Segment Start: Document text
# Who Will be the Next Coach?



## TROCK24

*Lansing?*

I think coach Lansing would be a great coach for the womens team. Any thoughts?


----------



## SycamoreStateofMind

TROCK24 said:


> I think coach Lansing would be a great coach for the womens team. Any thoughts?



Good thought, I doubt it is what he is looking for though. I think he would like to be a head mens coach one day and I am not sure if this is the direction he would take to get to that point... 

Not saying that he wouldn't make a good coach or that he wouldn't want the job... I just don't see something like that happening. I doubt it would be much of a pay increase for him either, probably pretty comparable. 


Those are my thoughts, for whatever they are worth.


----------



## BankShot

It's time to get a female coach & staff.  They're far more qualified to deal with the peripheral "girl" developmental issues that go along with the game and college life in general. I would think that there's quite a pool of qualified candidates for ISU to select from.


----------



## SycamoreStateofMind

Is Mel to young? Maybe she does not have enough experience, but she is a proven winner on many different levels as a player - would she be a candidate? I am guessing that she will viewed as to young and inexperienced to be a head coach at that level. But hey Men's college hoops has been quick to capitalize on younger head coaches....
Segment End: Document text
Segment Start: Provided material
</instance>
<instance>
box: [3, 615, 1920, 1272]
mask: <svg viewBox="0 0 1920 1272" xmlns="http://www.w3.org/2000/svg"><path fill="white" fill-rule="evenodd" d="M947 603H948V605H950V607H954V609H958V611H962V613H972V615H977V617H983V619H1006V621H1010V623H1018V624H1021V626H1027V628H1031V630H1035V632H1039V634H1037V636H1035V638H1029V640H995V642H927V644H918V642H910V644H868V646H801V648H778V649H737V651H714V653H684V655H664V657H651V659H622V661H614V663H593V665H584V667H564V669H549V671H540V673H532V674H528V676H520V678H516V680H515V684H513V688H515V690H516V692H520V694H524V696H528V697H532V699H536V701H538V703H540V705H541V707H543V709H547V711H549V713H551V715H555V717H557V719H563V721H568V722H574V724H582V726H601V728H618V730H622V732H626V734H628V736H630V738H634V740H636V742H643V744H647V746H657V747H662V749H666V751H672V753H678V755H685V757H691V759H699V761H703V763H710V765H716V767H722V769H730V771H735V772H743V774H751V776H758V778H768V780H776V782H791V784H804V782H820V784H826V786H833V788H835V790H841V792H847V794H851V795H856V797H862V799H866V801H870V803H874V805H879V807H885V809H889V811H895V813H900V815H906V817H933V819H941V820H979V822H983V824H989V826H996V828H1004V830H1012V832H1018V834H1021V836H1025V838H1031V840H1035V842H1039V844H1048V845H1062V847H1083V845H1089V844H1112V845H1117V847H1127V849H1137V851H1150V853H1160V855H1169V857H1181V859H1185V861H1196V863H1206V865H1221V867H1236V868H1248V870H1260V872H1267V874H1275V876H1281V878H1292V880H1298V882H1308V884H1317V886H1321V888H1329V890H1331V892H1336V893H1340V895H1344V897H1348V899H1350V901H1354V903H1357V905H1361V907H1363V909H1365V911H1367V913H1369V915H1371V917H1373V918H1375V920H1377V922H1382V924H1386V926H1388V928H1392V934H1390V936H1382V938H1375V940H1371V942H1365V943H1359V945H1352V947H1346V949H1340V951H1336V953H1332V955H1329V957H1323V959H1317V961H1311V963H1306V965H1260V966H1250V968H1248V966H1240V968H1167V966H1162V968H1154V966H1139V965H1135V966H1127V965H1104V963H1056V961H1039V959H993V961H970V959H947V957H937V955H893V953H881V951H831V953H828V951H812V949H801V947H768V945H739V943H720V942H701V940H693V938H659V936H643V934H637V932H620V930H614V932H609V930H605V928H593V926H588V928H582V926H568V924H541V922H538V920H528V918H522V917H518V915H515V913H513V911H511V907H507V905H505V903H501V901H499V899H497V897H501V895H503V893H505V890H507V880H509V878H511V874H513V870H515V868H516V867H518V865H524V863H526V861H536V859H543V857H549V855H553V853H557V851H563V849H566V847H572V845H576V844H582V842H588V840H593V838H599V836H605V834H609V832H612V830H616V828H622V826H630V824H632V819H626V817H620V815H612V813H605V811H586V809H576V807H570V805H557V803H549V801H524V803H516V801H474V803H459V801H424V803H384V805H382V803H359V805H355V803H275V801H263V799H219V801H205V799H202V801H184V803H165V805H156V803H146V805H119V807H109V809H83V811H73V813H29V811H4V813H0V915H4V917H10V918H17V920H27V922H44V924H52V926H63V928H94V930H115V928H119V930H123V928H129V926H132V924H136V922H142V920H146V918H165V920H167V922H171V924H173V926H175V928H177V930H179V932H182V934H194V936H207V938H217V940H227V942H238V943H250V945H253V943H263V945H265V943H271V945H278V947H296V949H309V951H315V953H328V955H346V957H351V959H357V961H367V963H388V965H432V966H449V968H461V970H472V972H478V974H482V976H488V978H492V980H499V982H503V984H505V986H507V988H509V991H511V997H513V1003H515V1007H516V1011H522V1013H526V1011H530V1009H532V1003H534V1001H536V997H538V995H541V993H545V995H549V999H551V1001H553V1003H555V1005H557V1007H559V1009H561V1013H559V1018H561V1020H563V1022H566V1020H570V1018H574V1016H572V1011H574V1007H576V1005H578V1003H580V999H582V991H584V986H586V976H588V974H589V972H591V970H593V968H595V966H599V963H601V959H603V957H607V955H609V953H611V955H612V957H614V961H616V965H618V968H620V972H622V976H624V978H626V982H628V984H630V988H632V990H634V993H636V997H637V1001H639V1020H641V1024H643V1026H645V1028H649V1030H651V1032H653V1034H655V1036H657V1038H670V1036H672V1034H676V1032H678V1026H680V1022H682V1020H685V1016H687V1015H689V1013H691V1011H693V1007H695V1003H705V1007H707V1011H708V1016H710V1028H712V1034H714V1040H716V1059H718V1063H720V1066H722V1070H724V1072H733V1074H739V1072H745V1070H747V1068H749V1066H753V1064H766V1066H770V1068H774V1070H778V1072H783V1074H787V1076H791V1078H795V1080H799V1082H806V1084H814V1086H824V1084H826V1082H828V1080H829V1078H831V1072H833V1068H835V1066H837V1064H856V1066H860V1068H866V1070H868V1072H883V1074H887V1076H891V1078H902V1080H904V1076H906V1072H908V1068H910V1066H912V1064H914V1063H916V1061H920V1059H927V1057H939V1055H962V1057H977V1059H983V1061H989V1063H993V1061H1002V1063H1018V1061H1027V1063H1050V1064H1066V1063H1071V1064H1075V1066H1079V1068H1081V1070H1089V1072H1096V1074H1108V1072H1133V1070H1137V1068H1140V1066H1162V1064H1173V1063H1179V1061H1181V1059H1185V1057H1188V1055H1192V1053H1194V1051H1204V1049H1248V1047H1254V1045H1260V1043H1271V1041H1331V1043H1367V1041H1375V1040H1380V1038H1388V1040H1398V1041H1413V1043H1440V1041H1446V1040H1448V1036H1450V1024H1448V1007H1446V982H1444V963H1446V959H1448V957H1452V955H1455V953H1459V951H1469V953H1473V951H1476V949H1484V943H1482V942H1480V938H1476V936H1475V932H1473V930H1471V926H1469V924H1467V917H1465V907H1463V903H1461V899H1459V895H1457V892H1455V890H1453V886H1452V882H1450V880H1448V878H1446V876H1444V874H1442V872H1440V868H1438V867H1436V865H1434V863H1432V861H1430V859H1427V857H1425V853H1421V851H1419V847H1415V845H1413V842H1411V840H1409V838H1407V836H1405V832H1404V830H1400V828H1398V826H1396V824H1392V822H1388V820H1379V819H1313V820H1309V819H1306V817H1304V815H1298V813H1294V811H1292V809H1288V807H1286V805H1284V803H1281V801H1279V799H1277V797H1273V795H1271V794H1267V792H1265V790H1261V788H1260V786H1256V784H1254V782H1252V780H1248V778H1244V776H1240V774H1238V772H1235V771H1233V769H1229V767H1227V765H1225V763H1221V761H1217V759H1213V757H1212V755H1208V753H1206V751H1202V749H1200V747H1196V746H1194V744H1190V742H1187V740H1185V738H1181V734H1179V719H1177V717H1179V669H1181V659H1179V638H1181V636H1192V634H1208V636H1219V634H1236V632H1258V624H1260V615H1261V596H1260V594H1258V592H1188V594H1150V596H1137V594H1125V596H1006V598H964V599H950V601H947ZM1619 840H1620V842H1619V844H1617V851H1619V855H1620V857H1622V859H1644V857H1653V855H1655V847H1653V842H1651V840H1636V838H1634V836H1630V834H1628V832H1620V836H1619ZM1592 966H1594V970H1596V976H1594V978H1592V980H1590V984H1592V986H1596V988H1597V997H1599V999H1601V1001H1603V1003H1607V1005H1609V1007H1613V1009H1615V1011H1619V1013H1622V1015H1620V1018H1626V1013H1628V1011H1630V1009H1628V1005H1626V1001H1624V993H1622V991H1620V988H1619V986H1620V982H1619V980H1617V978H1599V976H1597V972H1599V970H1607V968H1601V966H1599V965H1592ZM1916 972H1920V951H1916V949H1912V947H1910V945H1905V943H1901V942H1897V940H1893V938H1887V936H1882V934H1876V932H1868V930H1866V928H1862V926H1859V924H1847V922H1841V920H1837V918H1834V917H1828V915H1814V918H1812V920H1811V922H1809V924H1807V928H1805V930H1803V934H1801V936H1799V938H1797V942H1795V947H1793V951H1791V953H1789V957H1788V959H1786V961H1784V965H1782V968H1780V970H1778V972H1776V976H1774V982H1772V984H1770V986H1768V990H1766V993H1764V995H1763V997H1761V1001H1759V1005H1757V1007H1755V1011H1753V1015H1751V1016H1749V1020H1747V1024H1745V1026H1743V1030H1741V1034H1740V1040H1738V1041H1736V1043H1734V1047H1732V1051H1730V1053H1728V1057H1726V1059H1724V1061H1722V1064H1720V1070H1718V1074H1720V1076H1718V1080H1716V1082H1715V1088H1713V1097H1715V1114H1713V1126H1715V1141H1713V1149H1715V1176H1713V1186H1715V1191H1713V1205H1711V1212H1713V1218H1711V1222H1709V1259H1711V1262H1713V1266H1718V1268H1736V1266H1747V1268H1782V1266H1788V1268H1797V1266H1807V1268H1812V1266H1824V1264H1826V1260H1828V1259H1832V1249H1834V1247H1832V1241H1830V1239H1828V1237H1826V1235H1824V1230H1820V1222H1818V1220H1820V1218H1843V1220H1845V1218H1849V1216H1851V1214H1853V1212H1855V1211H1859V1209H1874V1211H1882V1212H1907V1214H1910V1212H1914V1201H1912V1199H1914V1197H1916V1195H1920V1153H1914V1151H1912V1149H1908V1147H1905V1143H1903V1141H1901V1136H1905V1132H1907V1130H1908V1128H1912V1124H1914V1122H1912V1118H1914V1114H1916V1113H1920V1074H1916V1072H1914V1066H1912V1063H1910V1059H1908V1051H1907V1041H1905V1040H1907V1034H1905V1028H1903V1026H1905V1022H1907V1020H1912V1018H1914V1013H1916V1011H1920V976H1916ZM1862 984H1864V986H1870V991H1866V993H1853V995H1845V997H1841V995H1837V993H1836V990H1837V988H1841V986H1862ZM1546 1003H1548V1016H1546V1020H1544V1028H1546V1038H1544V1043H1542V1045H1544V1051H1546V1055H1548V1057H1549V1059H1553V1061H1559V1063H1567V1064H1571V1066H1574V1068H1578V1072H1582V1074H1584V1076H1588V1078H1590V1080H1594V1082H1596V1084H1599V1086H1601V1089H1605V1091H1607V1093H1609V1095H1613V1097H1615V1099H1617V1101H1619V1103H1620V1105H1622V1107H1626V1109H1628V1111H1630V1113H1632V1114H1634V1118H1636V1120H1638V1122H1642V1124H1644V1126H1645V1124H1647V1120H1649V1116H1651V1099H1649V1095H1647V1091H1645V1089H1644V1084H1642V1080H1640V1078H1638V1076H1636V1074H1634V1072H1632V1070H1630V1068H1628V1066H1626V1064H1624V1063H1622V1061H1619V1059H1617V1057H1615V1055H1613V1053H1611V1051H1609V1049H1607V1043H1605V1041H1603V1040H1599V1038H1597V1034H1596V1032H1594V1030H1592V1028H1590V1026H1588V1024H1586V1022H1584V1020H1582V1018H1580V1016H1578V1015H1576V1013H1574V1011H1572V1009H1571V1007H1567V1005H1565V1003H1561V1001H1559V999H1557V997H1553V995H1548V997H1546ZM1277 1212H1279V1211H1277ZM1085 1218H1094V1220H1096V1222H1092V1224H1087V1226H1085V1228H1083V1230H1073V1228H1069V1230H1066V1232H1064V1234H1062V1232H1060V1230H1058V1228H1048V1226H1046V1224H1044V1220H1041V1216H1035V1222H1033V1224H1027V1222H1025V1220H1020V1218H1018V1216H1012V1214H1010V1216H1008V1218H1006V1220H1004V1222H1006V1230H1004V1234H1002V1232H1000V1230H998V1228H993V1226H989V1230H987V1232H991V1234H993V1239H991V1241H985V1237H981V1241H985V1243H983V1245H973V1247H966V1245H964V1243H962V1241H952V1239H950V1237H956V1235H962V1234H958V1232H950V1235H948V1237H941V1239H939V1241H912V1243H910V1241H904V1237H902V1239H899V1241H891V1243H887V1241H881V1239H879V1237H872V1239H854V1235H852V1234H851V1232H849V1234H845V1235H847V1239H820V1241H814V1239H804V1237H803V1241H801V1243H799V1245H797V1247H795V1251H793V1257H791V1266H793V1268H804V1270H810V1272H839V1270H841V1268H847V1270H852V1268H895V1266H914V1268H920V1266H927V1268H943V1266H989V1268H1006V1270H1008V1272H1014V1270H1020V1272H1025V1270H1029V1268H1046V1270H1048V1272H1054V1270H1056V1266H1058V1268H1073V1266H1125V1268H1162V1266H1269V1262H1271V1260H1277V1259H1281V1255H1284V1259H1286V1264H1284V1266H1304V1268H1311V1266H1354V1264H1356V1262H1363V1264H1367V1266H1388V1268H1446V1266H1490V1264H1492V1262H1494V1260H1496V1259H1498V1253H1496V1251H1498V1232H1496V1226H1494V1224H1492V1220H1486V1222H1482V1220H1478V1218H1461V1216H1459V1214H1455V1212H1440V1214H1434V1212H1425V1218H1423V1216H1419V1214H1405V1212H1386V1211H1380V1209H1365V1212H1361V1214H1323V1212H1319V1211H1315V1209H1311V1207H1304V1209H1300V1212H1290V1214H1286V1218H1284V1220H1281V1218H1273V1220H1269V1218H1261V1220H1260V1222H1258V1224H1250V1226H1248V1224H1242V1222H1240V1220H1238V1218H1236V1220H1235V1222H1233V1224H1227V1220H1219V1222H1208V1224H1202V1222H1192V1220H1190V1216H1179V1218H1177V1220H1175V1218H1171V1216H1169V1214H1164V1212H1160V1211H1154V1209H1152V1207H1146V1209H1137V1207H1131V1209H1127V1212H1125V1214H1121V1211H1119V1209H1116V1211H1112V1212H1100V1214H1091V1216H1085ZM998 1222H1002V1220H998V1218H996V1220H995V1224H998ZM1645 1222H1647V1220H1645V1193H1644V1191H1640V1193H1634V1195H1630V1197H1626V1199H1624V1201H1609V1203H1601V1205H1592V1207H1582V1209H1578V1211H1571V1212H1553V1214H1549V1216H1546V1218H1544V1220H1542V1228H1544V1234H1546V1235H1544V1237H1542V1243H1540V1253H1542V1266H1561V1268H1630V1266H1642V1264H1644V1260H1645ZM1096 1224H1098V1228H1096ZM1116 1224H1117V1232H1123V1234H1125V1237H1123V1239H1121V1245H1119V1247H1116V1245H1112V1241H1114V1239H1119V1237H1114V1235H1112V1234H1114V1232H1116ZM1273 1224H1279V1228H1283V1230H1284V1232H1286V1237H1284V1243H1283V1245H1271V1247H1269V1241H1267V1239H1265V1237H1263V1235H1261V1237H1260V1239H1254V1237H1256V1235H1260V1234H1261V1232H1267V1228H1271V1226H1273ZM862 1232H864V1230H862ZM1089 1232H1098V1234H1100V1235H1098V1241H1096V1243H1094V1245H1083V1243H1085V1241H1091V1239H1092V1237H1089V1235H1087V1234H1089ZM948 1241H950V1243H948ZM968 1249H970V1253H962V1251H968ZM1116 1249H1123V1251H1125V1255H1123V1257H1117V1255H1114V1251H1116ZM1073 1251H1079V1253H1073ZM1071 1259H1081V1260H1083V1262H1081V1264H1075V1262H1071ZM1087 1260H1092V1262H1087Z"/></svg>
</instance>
Segment End: Provided material
Problems and tasks
(a) In the forum thread about the next coach, whom does TROCK24 propose as coach of the women's team?
(b) List every distinct username that posts in the forum thread about the next coach.
(c) Does the forum thread about the next coach support each statement below? Answer yes or no, and quote the deciding words from the thread.
(i) SycamoreStateofMind expects the women's job would give Lansing a large raise.
(ii) BankShot calls for a female coach and staff.
(iii) SycamoreStateofMind describes Mel as a proven winner as a player.

Your written answers
(a) Coach Lansing.

(b) TROCK24, SycamoreStateofMind, BankShot

(c)
(i) No: "I doubt it would be much of a pay increase for him either"
(ii) Yes: "It's time to get a female coach & staff."
(iii) Yes: "she is a proven winner on many different levels as a player"